Diyalektik Materyalizm Ve Evrenin Oluşumu

Evreni yüzyıllardır sorguluyoruz, araştırıyoruz. Nasıl oluştuğuna dair sürekli akıl yürütüyoruz. İlk çağ filozoflarından bu yana da hep sorgulanmış. Hep bilim adamlarından dinledik, şimdi de filozoflarımızın açısından bakalım. Birçoğu diyalektik materyalizm adı verilen bir olguyla, evrenin oluşumunu bağdaştırmış.

Bilim & Teknoloji 17.01.2017, 12:45 17.01.2017, 12:50 Emre
Diyalektik Materyalizm Ve Evrenin Oluşumu

Eytişimsel özdekçilik ve eytişimsel maddecilik olarak da bilinen diyalektik materyalizm, Milat Öncesine kadar dayanan bir kavramdır. Peki nedir bu kavram? Neyi açıklar?

Öncelikle, diyalektik kelimesinin kökeninden başlamak istiyorum anlatmaya. Kelime kökeniyle diyalektik, eski Yunanca’da “karşılıklı konuşma”dır ve batı dilinde tartışma sanatı, münazara, tez-antitezle akıl yürütme anlamında kullanılmıştır. Materyalizm ise maddecilik anlamındadır.

- Materyal -
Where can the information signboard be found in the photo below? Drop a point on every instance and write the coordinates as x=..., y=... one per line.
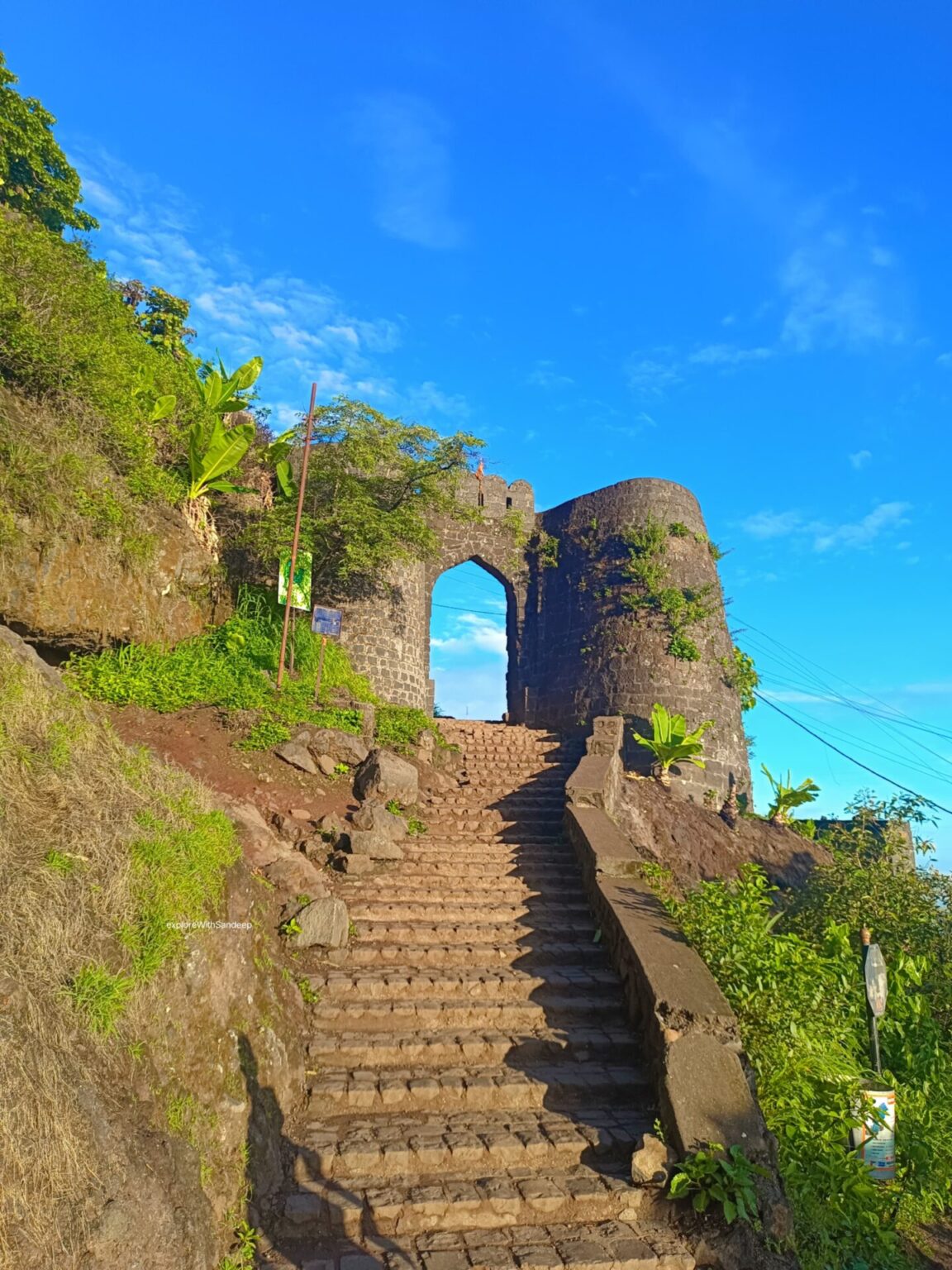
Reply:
x=325, y=621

- Alıştırma görevi -
Diyalektik materyalizm hakkındaki metne göre "diyalektik" kelimesi eski Yunancada ne anlama gelir?

- Alıştırmanın cevabı -
Eski Yunancada "karşılıklı konuşma" anlamına gelir.